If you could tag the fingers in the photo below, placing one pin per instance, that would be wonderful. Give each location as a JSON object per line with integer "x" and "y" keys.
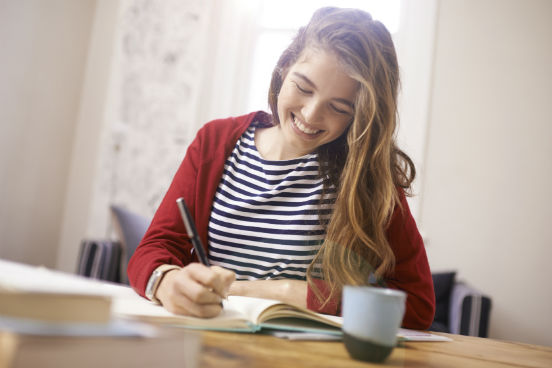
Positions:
{"x": 195, "y": 290}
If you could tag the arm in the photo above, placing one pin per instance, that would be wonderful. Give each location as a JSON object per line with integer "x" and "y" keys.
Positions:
{"x": 287, "y": 290}
{"x": 412, "y": 274}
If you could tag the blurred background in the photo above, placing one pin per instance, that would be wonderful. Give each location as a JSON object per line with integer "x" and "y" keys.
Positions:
{"x": 99, "y": 100}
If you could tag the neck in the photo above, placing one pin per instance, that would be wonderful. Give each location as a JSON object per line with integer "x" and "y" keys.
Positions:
{"x": 269, "y": 145}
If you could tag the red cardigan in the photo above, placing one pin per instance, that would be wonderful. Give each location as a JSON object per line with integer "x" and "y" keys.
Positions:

● ● ● ● ● ● ●

Instructions to follow -
Set out all of the material above as a numbered list, one line per item, skipping any blank lines and leaving out the picture lines.

Answer in full -
1. If you could tag the fingers in the photo below, placing one pin per instance, that would be wonderful. Give each location as a JSON object per line with integer "x" and "y" keys.
2. Positions:
3. {"x": 195, "y": 290}
4. If you could tag the arm in the photo above, placing one pin per instance, that would be wonderful. Give each location as a JSON object per line with integer "x" and "y" keys.
5. Positions:
6. {"x": 287, "y": 290}
7. {"x": 412, "y": 274}
8. If you could tag the blurred background in the photo above, placing one pin per instance, that would be wonderful. Give each location as a JSON object per line with integer "x" and "y" keys.
9. Positions:
10. {"x": 99, "y": 100}
11. If you could tag the neck in the photo above, placing one pin per instance, that would be wonderful. Give each location as a JSON object per line with integer "x" and "y" keys.
12. Positions:
13. {"x": 269, "y": 145}
14. If you could tag the red cardigan in the photo above, placing one pin per instance, that would be wonderful. Give each location as a JSON object per line with integer "x" and "y" keys.
15. Positions:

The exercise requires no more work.